Task:
What lines in the records below mention "plant"? List them all.

───── Available data ─────

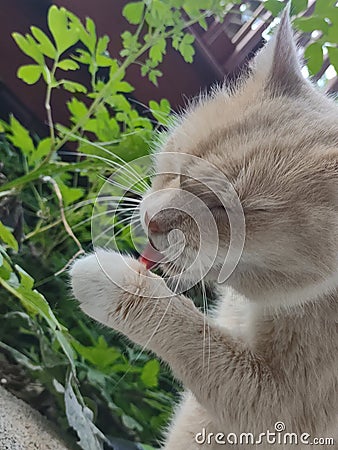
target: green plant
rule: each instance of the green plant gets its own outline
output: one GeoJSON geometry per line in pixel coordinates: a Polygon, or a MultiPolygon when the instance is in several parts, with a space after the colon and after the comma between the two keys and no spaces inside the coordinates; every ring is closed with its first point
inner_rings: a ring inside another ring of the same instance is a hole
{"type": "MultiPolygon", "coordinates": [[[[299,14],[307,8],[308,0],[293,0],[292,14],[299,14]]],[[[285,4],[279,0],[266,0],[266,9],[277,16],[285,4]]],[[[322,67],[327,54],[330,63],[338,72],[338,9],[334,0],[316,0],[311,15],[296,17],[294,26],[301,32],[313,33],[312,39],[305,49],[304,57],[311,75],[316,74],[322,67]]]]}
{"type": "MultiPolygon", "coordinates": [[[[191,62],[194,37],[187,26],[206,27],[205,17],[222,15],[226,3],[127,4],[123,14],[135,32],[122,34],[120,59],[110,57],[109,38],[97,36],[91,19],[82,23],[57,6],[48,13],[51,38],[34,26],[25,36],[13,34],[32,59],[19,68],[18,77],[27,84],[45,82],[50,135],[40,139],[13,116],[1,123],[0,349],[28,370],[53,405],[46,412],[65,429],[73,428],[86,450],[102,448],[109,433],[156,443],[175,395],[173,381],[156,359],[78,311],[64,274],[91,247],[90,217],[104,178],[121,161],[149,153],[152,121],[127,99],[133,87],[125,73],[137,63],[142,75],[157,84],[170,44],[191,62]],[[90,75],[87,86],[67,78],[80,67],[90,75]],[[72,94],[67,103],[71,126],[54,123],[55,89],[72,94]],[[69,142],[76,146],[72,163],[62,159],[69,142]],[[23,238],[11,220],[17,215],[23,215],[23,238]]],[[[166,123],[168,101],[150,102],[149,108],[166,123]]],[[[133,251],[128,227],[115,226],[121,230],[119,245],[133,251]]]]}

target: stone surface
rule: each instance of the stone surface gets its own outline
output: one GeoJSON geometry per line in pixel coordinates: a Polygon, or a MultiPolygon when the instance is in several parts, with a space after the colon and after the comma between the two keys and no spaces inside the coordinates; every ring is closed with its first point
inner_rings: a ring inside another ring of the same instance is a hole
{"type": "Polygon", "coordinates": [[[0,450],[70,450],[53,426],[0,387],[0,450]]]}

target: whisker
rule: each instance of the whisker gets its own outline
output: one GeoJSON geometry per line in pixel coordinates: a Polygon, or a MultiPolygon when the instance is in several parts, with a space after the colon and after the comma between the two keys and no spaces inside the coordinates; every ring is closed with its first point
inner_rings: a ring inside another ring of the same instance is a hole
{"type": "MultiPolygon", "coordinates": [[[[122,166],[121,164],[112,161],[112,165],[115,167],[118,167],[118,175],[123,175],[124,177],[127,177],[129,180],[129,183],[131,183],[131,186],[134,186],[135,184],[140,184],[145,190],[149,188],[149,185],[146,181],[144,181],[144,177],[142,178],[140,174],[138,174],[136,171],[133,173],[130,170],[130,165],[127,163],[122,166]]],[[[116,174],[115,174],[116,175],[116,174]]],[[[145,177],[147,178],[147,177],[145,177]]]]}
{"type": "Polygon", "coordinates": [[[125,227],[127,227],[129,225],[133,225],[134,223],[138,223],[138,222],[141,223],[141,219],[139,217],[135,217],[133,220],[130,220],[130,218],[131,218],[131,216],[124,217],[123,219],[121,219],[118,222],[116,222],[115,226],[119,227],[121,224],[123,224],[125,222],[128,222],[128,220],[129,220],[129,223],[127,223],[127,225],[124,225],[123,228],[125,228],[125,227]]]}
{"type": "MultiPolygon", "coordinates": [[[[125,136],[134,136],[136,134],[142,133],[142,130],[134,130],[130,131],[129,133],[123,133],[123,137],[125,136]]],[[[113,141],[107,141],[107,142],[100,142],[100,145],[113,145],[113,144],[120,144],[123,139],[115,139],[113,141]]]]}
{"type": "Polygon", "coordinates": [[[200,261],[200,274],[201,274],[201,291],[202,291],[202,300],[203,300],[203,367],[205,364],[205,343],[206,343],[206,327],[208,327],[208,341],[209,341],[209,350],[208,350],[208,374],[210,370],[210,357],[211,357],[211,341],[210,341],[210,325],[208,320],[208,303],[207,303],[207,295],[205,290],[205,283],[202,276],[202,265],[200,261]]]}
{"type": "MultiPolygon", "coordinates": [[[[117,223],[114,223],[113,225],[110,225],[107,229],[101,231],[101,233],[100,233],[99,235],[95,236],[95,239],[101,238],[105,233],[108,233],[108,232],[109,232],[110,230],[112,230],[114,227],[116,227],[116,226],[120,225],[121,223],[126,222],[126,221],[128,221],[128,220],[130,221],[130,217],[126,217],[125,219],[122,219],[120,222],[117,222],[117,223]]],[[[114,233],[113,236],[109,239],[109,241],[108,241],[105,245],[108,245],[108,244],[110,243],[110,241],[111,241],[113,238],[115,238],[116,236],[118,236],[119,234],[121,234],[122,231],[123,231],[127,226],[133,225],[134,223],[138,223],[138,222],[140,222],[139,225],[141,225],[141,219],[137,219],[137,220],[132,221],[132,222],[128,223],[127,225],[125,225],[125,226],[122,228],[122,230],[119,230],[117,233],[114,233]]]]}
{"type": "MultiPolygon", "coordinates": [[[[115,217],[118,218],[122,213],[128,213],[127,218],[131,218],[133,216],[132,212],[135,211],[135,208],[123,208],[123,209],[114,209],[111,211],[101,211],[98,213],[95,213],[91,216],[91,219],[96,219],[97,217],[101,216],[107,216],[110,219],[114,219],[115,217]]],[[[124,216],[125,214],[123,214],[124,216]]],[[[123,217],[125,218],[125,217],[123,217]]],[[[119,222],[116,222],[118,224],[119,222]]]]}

─────

Answer section:
target: green plant
rule: each instance of the green plant gets its own outline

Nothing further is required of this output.